BEGIN MATERIAL FOR THIS EXERCISE

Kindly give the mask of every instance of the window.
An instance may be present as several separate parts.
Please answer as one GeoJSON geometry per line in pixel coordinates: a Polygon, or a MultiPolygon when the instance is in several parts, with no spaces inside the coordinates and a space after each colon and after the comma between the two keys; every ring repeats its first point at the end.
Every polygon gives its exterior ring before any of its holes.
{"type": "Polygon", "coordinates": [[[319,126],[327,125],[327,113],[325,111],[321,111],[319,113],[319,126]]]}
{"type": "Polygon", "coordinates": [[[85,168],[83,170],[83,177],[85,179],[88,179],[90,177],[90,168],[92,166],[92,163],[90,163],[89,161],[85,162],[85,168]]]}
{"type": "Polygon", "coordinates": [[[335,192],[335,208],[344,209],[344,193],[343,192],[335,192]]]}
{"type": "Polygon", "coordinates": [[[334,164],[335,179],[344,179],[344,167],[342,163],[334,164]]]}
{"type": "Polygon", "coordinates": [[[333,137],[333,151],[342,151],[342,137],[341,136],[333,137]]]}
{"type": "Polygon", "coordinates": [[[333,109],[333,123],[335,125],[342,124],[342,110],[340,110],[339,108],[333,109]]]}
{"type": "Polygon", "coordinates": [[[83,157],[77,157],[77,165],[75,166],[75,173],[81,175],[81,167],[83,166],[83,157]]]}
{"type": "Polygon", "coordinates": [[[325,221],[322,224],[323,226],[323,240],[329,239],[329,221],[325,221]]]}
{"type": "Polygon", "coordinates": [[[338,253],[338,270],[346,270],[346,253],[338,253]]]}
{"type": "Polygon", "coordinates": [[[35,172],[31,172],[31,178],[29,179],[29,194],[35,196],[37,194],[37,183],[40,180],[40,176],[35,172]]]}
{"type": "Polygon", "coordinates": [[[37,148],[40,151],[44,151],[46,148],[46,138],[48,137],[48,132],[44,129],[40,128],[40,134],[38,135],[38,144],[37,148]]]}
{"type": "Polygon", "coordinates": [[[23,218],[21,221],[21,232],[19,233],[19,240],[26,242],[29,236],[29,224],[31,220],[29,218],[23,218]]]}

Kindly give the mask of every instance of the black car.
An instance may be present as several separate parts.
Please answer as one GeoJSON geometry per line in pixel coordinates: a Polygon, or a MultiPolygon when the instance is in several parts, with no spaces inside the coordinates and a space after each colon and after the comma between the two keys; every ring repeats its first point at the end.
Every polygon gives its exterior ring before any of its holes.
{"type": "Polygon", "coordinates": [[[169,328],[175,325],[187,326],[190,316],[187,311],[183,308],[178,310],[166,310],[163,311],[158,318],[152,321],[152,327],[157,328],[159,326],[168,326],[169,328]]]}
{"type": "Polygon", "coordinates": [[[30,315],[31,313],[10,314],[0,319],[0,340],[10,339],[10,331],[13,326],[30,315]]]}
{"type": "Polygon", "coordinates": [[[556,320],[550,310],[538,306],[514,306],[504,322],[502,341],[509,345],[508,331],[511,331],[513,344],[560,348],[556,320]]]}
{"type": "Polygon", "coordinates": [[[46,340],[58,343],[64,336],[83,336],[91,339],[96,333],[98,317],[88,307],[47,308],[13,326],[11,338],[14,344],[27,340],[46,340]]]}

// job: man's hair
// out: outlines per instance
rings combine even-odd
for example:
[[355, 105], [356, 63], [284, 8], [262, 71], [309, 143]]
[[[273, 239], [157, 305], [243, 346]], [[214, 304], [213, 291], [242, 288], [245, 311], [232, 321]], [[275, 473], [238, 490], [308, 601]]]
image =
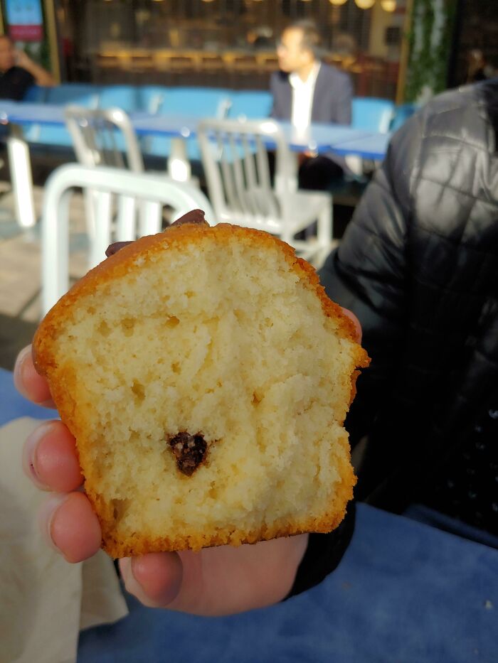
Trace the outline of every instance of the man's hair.
[[322, 36], [314, 21], [308, 19], [295, 21], [285, 29], [300, 30], [302, 33], [302, 48], [311, 50], [317, 59], [322, 57], [323, 53]]

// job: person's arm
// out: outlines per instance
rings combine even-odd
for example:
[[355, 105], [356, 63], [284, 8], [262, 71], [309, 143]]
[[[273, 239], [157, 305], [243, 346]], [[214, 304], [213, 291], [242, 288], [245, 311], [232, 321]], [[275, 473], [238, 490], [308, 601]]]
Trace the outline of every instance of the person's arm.
[[272, 117], [274, 119], [278, 119], [278, 115], [277, 114], [277, 95], [276, 95], [276, 87], [277, 87], [277, 74], [272, 73], [270, 79], [270, 92], [272, 95], [272, 109], [270, 113], [270, 117]]
[[369, 433], [386, 401], [406, 333], [410, 183], [422, 126], [419, 114], [393, 137], [339, 248], [319, 273], [331, 299], [359, 318], [363, 345], [372, 360], [359, 377], [356, 397], [346, 421], [353, 446]]
[[334, 92], [336, 111], [334, 122], [338, 124], [351, 124], [353, 82], [349, 74], [341, 73], [340, 84]]
[[43, 69], [40, 65], [33, 62], [23, 50], [18, 50], [16, 53], [16, 64], [18, 67], [26, 69], [35, 79], [37, 85], [44, 87], [51, 87], [55, 85], [51, 74]]

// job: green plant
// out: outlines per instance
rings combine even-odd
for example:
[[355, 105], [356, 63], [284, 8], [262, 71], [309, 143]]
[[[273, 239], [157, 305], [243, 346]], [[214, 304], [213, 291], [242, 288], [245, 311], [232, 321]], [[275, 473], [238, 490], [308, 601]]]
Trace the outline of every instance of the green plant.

END MATERIAL FOR THIS EXERCISE

Rewrite the rows starting with the line with "job: man's hair" and going on through the line with "Trace the outline of every instance of the man's", putting "object" everywhere "instance" appears and changing nothing else. Leave the pictures out of your answer.

// job: man's hair
// out: outlines per object
rings combine even-odd
for example:
[[355, 105], [356, 63], [284, 8], [262, 71], [309, 143]]
[[[273, 239], [157, 305], [243, 346]], [[214, 304], [213, 291], [242, 288], [245, 311], [232, 321]], [[275, 473], [238, 490], [308, 601]]]
image =
Trace the outline of every object of the man's hair.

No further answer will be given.